### What you will do
When you write out the listing, keep every word as it stands and drop the pictures.
Segment Open
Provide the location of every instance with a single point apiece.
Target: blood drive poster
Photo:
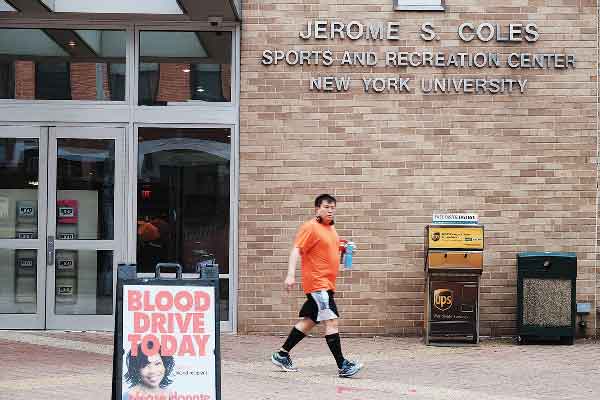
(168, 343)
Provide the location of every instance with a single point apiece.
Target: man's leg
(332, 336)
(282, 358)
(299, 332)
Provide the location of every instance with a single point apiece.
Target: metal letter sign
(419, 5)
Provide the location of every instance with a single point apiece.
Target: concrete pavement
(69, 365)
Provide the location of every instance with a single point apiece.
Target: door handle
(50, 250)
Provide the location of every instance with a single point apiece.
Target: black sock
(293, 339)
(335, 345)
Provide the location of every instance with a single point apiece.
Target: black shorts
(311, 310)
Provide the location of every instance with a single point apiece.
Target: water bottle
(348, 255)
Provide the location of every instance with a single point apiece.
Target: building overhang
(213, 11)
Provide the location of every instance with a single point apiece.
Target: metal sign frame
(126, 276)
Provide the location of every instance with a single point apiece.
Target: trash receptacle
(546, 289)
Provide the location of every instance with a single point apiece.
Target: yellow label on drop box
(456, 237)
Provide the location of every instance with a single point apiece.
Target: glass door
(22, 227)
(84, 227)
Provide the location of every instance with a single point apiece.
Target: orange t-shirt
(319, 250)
Segment Closed
### Written solution
Provide the location of every instance with a single point apiece.
Target: blood drive poster
Photo:
(168, 343)
Provide the location of every instance with a single point apiece.
Target: man's leg
(332, 336)
(282, 358)
(299, 332)
Provide the location of every instance with a single point apiece.
Target: metal letter sign
(419, 5)
Provide the location of every instance with a single point apiece.
Target: concrete pavement
(69, 365)
Provide the location of every instance with a single point apiece.
Target: door handle
(50, 250)
Provide the location of every instance with a single point apiece.
Target: black sock
(293, 339)
(335, 345)
Provide the location of every instance with a single point apiece.
Target: black shorts
(311, 310)
Provide the location of every instance with a single point apiece.
Target: water bottle
(348, 255)
Provide the location of every instance with a single point apiece.
Target: building overhang
(213, 11)
Provide the location of every instance with a single point apiece.
Target: metal sign frame
(126, 276)
Provide the location of every instance with a single point apiece.
Target: trash receptacle
(546, 289)
Provide the location of every instance with a single point apiece.
Target: yellow label on drop box
(456, 237)
Provide the location of every instance with a single point apiece.
Target: glass door
(22, 227)
(84, 227)
Provide the location of every instance with a single point apiece.
Target: orange t-shirt
(319, 250)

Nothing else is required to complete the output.